> _WHAT THIS TASK INVOLVES_
Copy out, unchanged, the rows below from the line containing "task: draw the outline of each instance of the green" up to and including the line containing "[[[177,82],[210,83],[209,44],[177,44]]]".

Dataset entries
>> BEGIN
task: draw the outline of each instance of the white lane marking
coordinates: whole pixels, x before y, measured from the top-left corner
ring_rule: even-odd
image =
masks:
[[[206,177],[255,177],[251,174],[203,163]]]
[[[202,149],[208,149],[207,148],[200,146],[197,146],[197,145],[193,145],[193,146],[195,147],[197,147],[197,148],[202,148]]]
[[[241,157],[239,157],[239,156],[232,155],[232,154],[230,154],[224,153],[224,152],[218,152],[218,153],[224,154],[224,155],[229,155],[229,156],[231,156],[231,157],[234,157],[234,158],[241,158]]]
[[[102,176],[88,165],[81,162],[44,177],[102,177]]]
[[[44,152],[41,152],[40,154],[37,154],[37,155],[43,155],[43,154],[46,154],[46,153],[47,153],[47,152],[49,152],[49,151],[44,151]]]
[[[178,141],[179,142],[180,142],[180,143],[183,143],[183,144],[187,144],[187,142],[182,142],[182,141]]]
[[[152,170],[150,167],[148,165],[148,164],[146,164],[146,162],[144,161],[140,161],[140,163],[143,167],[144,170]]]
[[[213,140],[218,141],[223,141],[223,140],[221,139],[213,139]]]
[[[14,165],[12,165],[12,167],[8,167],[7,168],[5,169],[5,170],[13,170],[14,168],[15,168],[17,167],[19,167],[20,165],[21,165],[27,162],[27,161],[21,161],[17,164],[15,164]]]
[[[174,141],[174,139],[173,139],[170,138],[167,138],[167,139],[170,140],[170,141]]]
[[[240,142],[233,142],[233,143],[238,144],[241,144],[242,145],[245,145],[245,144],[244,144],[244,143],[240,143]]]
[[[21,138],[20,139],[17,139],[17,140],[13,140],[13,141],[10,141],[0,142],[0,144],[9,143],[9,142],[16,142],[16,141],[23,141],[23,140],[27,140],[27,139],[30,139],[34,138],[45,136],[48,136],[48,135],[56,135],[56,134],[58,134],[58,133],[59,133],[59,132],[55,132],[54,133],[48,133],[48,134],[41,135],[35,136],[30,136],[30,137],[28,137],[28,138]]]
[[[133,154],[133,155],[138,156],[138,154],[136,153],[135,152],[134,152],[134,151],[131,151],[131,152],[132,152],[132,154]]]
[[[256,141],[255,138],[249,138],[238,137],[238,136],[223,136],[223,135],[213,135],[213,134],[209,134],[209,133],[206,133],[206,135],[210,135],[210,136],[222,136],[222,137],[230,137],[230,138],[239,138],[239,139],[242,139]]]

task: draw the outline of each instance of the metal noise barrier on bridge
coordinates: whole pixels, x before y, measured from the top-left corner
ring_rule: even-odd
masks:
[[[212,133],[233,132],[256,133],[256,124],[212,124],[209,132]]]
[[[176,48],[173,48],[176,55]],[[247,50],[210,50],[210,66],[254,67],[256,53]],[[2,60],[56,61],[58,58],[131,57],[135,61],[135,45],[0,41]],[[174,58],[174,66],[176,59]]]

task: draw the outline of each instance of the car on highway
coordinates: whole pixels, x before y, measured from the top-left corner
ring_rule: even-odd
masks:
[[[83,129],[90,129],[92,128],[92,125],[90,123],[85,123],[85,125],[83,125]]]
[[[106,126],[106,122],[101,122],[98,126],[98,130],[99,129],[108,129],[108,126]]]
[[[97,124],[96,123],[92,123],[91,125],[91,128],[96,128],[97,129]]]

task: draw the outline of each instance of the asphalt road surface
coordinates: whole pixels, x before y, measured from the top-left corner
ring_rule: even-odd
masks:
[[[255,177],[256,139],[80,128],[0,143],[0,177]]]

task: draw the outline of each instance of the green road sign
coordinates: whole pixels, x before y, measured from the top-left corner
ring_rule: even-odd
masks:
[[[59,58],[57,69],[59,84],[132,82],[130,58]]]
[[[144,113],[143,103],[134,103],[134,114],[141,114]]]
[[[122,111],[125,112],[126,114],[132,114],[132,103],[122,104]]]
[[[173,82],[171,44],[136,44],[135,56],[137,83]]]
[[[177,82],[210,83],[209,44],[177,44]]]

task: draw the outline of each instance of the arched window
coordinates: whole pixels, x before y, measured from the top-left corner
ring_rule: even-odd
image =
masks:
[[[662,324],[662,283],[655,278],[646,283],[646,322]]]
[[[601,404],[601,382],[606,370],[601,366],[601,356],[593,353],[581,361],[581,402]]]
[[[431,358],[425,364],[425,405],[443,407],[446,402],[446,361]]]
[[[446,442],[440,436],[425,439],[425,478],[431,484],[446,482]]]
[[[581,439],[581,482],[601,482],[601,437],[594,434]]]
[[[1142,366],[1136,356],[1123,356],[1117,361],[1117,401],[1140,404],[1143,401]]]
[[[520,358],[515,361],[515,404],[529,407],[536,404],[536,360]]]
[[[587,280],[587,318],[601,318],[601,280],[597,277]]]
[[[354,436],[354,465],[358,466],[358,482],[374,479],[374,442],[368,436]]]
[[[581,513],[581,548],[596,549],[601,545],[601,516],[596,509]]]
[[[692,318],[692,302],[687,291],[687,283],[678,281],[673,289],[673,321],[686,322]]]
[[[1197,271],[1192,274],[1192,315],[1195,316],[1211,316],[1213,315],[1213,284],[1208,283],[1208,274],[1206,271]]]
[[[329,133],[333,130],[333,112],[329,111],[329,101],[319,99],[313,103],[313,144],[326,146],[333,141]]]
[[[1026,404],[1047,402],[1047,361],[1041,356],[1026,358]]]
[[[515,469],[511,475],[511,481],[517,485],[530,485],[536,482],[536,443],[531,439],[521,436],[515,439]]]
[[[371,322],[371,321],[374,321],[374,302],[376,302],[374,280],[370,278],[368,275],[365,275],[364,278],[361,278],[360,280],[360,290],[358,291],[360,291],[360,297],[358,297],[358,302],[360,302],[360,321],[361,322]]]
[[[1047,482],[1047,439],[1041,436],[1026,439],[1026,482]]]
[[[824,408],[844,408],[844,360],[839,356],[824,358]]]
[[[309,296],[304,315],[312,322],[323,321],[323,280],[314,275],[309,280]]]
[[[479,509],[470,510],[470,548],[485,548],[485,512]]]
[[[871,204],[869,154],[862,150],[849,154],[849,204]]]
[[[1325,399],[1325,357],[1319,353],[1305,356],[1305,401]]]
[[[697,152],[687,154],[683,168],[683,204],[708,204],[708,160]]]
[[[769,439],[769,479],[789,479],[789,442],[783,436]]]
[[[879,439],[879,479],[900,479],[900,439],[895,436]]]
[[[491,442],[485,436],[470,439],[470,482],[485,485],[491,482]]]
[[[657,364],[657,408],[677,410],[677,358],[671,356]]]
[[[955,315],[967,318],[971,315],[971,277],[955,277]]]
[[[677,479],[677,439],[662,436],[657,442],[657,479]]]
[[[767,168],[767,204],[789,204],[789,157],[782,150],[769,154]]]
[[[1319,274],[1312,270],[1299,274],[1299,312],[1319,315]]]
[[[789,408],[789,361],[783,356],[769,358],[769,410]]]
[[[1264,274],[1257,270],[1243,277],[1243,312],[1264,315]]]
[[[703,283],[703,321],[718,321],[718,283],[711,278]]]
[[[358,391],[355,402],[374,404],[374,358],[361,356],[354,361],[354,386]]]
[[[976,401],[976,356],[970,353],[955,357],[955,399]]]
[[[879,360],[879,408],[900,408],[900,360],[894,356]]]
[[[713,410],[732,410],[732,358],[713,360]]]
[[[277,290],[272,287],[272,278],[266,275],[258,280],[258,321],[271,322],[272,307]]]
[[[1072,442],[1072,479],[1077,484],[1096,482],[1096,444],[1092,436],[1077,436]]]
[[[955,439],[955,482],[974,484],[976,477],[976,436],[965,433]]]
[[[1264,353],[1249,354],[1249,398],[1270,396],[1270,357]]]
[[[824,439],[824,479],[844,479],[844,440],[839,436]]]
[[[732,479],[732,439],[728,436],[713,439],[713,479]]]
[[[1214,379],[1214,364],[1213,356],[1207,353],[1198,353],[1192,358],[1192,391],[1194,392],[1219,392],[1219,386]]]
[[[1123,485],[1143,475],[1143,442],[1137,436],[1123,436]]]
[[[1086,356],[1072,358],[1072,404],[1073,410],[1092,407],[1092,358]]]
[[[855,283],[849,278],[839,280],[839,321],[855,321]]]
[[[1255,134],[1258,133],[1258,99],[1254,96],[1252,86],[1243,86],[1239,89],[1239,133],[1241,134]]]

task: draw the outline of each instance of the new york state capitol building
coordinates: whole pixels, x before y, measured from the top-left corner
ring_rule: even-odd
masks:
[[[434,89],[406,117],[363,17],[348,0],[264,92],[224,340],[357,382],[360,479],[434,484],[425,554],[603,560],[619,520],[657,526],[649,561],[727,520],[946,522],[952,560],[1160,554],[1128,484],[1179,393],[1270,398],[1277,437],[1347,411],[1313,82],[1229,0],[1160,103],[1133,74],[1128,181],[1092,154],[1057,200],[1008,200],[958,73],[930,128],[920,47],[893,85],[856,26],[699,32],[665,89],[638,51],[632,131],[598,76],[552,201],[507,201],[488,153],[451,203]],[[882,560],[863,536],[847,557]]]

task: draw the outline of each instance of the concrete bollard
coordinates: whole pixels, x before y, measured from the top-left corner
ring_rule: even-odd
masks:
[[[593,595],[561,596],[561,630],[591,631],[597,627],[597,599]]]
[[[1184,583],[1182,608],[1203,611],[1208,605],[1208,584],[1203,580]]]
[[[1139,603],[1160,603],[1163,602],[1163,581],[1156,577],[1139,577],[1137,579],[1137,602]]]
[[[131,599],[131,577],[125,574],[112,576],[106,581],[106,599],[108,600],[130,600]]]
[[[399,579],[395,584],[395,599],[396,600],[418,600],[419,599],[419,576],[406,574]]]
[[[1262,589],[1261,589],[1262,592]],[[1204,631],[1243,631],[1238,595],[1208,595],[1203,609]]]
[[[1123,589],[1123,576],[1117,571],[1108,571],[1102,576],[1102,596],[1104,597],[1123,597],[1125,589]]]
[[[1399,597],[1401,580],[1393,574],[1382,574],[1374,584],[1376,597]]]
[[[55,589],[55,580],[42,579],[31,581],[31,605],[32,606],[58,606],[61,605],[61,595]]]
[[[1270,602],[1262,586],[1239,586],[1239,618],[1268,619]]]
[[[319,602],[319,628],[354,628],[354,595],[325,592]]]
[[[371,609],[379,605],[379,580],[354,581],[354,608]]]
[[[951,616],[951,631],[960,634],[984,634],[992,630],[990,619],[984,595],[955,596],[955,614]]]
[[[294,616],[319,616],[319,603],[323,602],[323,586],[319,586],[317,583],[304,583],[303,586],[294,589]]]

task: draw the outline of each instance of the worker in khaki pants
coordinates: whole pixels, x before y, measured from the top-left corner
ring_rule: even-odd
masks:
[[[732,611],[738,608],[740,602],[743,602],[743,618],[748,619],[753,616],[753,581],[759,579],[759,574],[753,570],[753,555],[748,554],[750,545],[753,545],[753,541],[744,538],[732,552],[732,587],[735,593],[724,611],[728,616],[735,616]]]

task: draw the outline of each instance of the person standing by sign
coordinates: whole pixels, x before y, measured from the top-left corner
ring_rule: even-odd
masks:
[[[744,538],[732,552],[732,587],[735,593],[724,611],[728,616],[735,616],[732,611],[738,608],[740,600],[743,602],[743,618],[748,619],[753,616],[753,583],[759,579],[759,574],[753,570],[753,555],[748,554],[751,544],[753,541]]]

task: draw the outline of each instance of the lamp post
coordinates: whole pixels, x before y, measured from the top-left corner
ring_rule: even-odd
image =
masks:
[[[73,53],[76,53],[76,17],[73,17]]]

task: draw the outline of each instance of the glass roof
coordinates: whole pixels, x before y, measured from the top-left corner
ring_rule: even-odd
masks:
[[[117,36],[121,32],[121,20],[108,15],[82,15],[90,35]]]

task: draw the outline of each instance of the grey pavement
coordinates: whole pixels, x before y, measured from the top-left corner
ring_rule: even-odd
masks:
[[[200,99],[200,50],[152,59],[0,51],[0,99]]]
>> END
> _SOLUTION_
task: draw the outline of each instance of the green road sign
coordinates: whole pixels, x before y, measured from the top-left corner
ring_rule: even-odd
masks:
[[[59,58],[57,69],[59,84],[132,82],[130,58]]]
[[[144,113],[143,103],[134,103],[134,114],[141,114]]]
[[[122,111],[125,112],[126,114],[132,114],[132,103],[122,104]]]
[[[173,82],[171,44],[136,44],[135,56],[137,83]]]
[[[177,82],[210,83],[209,44],[177,44]]]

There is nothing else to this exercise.